• **WRITTEN TASK**:
Revise the listing by replacing "Locate" with "Find" everywhere it occurs, and leave the rest of the text unchanged.

— BEGIN DATA LISTING —

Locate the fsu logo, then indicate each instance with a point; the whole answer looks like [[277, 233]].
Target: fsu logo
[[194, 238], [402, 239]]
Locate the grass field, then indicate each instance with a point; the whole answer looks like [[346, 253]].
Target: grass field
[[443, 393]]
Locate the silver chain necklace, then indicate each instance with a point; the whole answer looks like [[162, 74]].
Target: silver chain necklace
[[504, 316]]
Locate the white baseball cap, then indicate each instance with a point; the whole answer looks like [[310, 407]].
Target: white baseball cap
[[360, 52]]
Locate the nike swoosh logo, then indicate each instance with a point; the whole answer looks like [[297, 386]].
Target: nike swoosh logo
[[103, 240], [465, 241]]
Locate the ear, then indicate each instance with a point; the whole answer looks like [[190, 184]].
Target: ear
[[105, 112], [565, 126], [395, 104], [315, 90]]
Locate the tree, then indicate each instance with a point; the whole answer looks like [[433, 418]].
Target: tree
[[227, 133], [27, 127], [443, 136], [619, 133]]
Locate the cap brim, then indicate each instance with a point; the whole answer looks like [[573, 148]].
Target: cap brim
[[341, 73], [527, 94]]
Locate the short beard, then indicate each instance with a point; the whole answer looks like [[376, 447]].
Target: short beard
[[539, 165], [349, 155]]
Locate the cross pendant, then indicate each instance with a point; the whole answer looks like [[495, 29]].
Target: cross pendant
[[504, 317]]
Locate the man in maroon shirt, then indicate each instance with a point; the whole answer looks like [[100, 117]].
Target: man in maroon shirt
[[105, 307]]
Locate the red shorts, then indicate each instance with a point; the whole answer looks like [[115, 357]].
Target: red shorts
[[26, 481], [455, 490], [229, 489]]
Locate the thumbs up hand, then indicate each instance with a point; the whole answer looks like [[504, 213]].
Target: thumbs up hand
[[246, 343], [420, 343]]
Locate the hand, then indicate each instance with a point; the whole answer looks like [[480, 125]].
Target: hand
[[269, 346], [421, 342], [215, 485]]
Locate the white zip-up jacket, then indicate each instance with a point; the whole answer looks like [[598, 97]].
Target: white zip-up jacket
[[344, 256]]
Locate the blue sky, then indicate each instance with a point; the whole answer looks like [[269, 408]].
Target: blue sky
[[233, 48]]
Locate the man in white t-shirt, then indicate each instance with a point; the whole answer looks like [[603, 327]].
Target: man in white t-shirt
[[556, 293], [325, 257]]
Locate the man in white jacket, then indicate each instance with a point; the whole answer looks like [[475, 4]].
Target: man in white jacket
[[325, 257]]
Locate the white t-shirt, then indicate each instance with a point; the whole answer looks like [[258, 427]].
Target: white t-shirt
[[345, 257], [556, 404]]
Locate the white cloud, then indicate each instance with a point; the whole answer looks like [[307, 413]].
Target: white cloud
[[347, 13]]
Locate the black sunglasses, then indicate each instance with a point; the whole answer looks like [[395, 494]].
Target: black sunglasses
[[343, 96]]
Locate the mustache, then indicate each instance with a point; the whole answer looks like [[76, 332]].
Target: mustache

— END DATA LISTING —

• **SOLUTION BELOW**:
Find the fsu logo, then indicate each instance with a point; the whole answer looks like [[277, 233]].
Target: fsu logo
[[194, 238], [402, 239]]
Find the grass field, then indicate each instance with a point; the whole answer looks like [[346, 253]].
Target: grass field
[[443, 393]]
Find the silver chain necklace, then indicate each instance with a point; the whole answer looks like [[162, 74]].
Target: silver chain necklace
[[504, 316]]
Find the white baseball cap, then indicate each instance with a point; the whole answer looks like [[310, 407]].
Target: white baseball cap
[[360, 52]]
Find the nike swoosh logo, then indicate each instance with a point; the whole answer looks like [[297, 386]].
Target: nike swoosh logo
[[103, 240], [465, 241]]
Find the ear, then indicate each instance with a point; the whole answer looks like [[190, 184]].
Target: ear
[[105, 112], [565, 126], [395, 104], [315, 90]]
Find the tree, then indicate each instance with a point; the whole answer looks like [[433, 418]].
Target: tree
[[227, 133], [27, 127], [443, 136], [619, 133]]
Find the cap brim, then indicate each instance with a point; the whole answer looks like [[573, 148]].
Target: cap brim
[[341, 73], [527, 94]]
Find the short beard, then indicate each instance with a point; the whole answer looks like [[376, 447]].
Target: short beard
[[539, 165], [349, 155]]
Find the cross pendant, then indicate each instance with a point; the whole answer looks like [[495, 29]].
Target: cross pendant
[[504, 317]]
Find the man in maroon shirt, then indicate each instance with a point; the whole answer looks like [[100, 117]].
Target: man in maroon shirt
[[105, 307]]
Find the red shorts, then indicate each instance with a point; the whole answer looks like [[115, 357]].
Target: red shorts
[[26, 481], [455, 490], [229, 489]]
Find the thumbs up hand, then indicate each instance with a point; the whole answer looks like [[504, 213]].
Target: thumbs up hand
[[246, 343], [420, 343]]
Find the hand, then indicate each instance with a point; the whole answer looks like [[480, 125]].
Target: hand
[[269, 346], [421, 342], [215, 485]]
Find the white zip-up jacket, then indicate each instance with a point; the whole answer looks like [[598, 97]].
Target: white zip-up jacket
[[344, 256]]
Find the blue sky, then indicate each instance with a point; the whole answer looks like [[269, 408]].
Target: blue sky
[[233, 48]]
Find the man in white t-shirt, then indicate each instance with a point; the whole answer looks like [[603, 327]].
Target: man in white t-shirt
[[556, 293], [325, 257]]
Find the man in white jacket, then indicate each instance with a point; the whole answer looks like [[475, 4]].
Target: man in white jacket
[[325, 257]]
Find the white t-shirt, then indicate each instance with a point; the whole answer looks like [[258, 427]].
Target: white t-shirt
[[345, 257], [556, 404]]
Find the white cloud, then indicate each instance with a point; the whole answer looks like [[307, 413]].
Target: white cloud
[[347, 13]]
Find the black sunglasses, then indicate each instance with a point; the whole answer looks like [[395, 494]].
Target: black sunglasses
[[343, 96]]
Find the mustache, then indicate each instance with a point; the whole answer looks like [[76, 332]].
Target: mustache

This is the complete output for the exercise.